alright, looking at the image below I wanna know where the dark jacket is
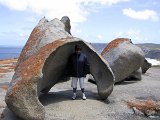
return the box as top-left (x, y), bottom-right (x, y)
top-left (68, 52), bottom-right (90, 78)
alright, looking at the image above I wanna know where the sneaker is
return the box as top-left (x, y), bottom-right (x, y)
top-left (72, 93), bottom-right (76, 100)
top-left (82, 93), bottom-right (86, 100)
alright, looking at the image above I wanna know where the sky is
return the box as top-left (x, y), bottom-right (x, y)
top-left (0, 0), bottom-right (160, 46)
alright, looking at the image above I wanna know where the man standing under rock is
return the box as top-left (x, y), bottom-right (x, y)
top-left (68, 45), bottom-right (90, 100)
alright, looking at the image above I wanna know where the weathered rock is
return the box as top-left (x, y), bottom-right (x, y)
top-left (127, 68), bottom-right (142, 80)
top-left (127, 58), bottom-right (152, 80)
top-left (141, 58), bottom-right (152, 74)
top-left (38, 17), bottom-right (48, 26)
top-left (101, 38), bottom-right (145, 83)
top-left (16, 16), bottom-right (72, 69)
top-left (60, 16), bottom-right (71, 35)
top-left (5, 18), bottom-right (115, 120)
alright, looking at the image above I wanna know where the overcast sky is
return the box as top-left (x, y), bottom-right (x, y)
top-left (0, 0), bottom-right (160, 46)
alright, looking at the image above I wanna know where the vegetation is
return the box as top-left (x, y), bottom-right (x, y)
top-left (125, 99), bottom-right (160, 117)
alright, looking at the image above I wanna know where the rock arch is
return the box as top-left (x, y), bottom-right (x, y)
top-left (5, 38), bottom-right (114, 120)
top-left (39, 40), bottom-right (115, 97)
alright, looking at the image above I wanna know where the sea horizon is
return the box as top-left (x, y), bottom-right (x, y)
top-left (0, 43), bottom-right (160, 66)
top-left (0, 46), bottom-right (22, 60)
top-left (0, 42), bottom-right (160, 47)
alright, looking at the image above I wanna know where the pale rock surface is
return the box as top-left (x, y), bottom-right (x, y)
top-left (101, 38), bottom-right (145, 83)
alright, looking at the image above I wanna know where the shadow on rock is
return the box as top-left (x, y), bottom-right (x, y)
top-left (115, 77), bottom-right (141, 85)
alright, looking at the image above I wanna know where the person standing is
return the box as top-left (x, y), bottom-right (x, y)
top-left (68, 45), bottom-right (90, 100)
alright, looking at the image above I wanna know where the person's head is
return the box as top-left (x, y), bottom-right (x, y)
top-left (75, 45), bottom-right (82, 54)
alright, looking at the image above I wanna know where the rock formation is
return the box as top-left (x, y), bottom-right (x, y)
top-left (141, 59), bottom-right (152, 74)
top-left (60, 16), bottom-right (71, 35)
top-left (16, 16), bottom-right (72, 69)
top-left (101, 38), bottom-right (145, 83)
top-left (5, 17), bottom-right (114, 120)
top-left (126, 68), bottom-right (142, 80)
top-left (128, 58), bottom-right (151, 80)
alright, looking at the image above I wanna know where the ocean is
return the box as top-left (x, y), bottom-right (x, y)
top-left (0, 46), bottom-right (22, 60)
top-left (0, 46), bottom-right (160, 66)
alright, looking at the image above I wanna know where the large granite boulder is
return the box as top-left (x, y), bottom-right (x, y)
top-left (101, 38), bottom-right (145, 83)
top-left (5, 17), bottom-right (114, 120)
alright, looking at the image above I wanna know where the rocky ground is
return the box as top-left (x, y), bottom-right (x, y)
top-left (0, 58), bottom-right (160, 120)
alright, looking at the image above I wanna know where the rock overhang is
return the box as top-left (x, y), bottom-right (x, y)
top-left (5, 37), bottom-right (115, 120)
top-left (40, 39), bottom-right (115, 96)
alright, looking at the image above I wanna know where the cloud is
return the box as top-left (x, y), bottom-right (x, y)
top-left (117, 29), bottom-right (141, 36)
top-left (0, 31), bottom-right (28, 39)
top-left (0, 31), bottom-right (28, 46)
top-left (123, 8), bottom-right (159, 21)
top-left (77, 0), bottom-right (130, 6)
top-left (116, 29), bottom-right (140, 38)
top-left (26, 16), bottom-right (37, 22)
top-left (97, 35), bottom-right (103, 39)
top-left (116, 29), bottom-right (158, 43)
top-left (74, 29), bottom-right (82, 34)
top-left (0, 0), bottom-right (130, 24)
top-left (115, 29), bottom-right (145, 43)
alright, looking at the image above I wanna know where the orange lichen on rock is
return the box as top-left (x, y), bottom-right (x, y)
top-left (125, 99), bottom-right (160, 116)
top-left (17, 38), bottom-right (66, 79)
top-left (101, 38), bottom-right (131, 55)
top-left (0, 85), bottom-right (8, 90)
top-left (10, 80), bottom-right (33, 97)
top-left (17, 27), bottom-right (45, 66)
top-left (10, 38), bottom-right (68, 96)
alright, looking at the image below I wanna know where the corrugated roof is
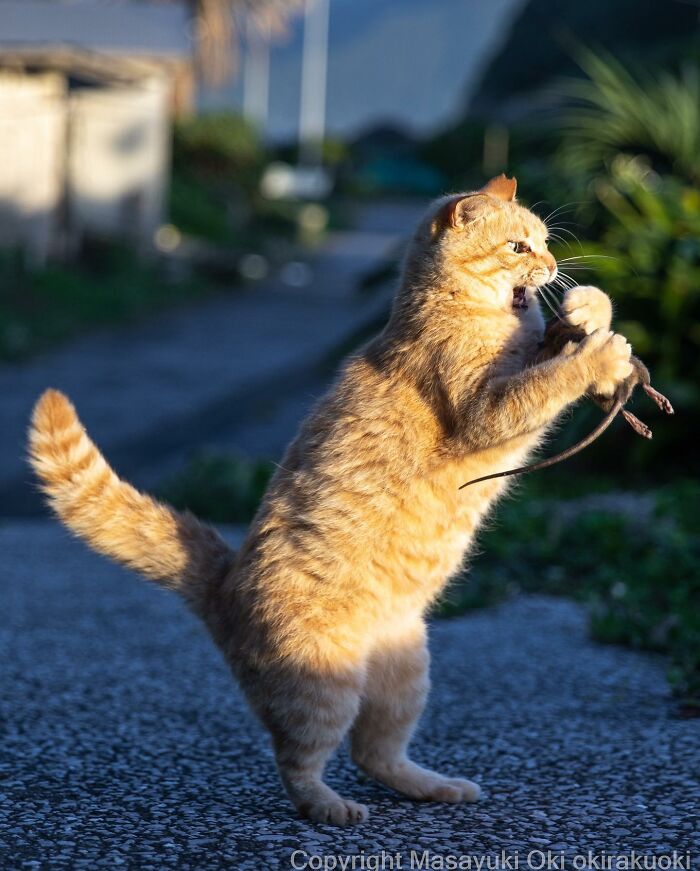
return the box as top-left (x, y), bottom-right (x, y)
top-left (0, 1), bottom-right (191, 58)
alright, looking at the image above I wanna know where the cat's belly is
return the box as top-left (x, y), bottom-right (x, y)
top-left (241, 431), bottom-right (545, 658)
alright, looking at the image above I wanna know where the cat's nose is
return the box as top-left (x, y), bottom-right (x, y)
top-left (545, 252), bottom-right (557, 281)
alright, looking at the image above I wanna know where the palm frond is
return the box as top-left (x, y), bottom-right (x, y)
top-left (190, 0), bottom-right (306, 86)
top-left (558, 48), bottom-right (700, 184)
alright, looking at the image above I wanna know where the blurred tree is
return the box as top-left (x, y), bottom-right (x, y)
top-left (156, 0), bottom-right (305, 86)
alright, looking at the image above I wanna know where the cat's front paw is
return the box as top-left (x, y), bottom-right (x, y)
top-left (562, 285), bottom-right (613, 334)
top-left (577, 328), bottom-right (633, 397)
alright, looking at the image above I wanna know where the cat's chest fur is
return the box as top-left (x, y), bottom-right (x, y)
top-left (255, 305), bottom-right (547, 620)
top-left (402, 431), bottom-right (541, 597)
top-left (307, 313), bottom-right (545, 604)
top-left (372, 309), bottom-right (546, 598)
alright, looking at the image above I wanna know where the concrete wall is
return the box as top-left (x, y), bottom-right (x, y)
top-left (0, 73), bottom-right (67, 264)
top-left (0, 69), bottom-right (172, 263)
top-left (68, 75), bottom-right (172, 250)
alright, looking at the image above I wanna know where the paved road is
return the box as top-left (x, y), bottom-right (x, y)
top-left (0, 200), bottom-right (426, 516)
top-left (2, 522), bottom-right (697, 869)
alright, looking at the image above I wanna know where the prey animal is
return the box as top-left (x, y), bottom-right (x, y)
top-left (460, 288), bottom-right (674, 489)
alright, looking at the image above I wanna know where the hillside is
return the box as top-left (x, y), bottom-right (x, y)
top-left (470, 0), bottom-right (699, 113)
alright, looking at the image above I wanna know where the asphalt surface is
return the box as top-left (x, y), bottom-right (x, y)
top-left (0, 199), bottom-right (425, 517)
top-left (1, 522), bottom-right (698, 870)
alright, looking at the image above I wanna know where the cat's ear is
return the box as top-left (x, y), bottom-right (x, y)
top-left (480, 174), bottom-right (517, 202)
top-left (430, 194), bottom-right (482, 237)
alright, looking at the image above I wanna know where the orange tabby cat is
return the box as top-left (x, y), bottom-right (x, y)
top-left (29, 175), bottom-right (632, 825)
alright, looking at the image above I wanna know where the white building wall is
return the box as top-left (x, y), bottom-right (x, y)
top-left (67, 75), bottom-right (172, 248)
top-left (0, 69), bottom-right (172, 260)
top-left (0, 73), bottom-right (67, 264)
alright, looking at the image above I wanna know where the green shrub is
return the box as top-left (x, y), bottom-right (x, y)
top-left (546, 156), bottom-right (700, 475)
top-left (173, 112), bottom-right (264, 183)
top-left (169, 174), bottom-right (236, 245)
top-left (570, 164), bottom-right (700, 379)
top-left (156, 452), bottom-right (274, 525)
top-left (170, 112), bottom-right (263, 247)
top-left (559, 51), bottom-right (700, 185)
top-left (170, 112), bottom-right (301, 249)
top-left (441, 480), bottom-right (700, 710)
top-left (0, 246), bottom-right (201, 361)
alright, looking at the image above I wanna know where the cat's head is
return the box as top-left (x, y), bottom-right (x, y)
top-left (410, 175), bottom-right (557, 312)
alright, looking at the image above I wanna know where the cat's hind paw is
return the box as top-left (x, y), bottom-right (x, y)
top-left (444, 777), bottom-right (481, 803)
top-left (300, 797), bottom-right (369, 826)
top-left (358, 758), bottom-right (480, 804)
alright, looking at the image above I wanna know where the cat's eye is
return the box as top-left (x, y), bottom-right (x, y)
top-left (507, 241), bottom-right (531, 254)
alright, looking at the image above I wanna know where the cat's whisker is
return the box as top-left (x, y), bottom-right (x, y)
top-left (550, 284), bottom-right (571, 299)
top-left (537, 284), bottom-right (564, 318)
top-left (546, 232), bottom-right (570, 247)
top-left (553, 266), bottom-right (577, 282)
top-left (549, 275), bottom-right (577, 295)
top-left (546, 281), bottom-right (567, 302)
top-left (549, 281), bottom-right (569, 295)
top-left (557, 254), bottom-right (619, 263)
top-left (555, 272), bottom-right (580, 291)
top-left (547, 218), bottom-right (582, 229)
top-left (547, 225), bottom-right (583, 246)
top-left (537, 293), bottom-right (559, 319)
top-left (543, 202), bottom-right (583, 224)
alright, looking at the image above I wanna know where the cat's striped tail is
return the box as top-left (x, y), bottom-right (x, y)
top-left (28, 389), bottom-right (235, 612)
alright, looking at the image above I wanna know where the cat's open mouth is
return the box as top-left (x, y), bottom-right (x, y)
top-left (512, 286), bottom-right (528, 310)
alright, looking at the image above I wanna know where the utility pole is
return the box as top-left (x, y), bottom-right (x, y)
top-left (243, 14), bottom-right (270, 132)
top-left (298, 0), bottom-right (329, 167)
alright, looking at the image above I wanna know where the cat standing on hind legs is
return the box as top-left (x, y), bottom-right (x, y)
top-left (29, 175), bottom-right (633, 825)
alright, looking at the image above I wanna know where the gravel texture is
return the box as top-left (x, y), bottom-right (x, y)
top-left (1, 522), bottom-right (698, 870)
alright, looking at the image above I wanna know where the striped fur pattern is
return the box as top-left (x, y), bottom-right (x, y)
top-left (28, 390), bottom-right (233, 617)
top-left (28, 176), bottom-right (632, 825)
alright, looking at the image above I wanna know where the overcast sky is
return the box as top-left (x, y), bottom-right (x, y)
top-left (202, 0), bottom-right (525, 142)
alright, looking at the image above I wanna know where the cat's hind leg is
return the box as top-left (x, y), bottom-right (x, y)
top-left (350, 619), bottom-right (480, 804)
top-left (256, 661), bottom-right (369, 825)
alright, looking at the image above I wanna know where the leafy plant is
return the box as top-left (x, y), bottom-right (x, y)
top-left (559, 51), bottom-right (700, 184)
top-left (156, 452), bottom-right (274, 525)
top-left (440, 480), bottom-right (700, 711)
top-left (546, 156), bottom-right (700, 475)
top-left (584, 162), bottom-right (700, 381)
top-left (169, 174), bottom-right (237, 245)
top-left (170, 112), bottom-right (300, 250)
top-left (173, 112), bottom-right (264, 183)
top-left (0, 246), bottom-right (201, 361)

Instructions to follow: Filter the data, keeping only the lines that contain "wall".

Response to this exercise:
alright, looking at the image above I wanna know where the concrete wall is
alright, looking at the image above I wanna know where the white building wall is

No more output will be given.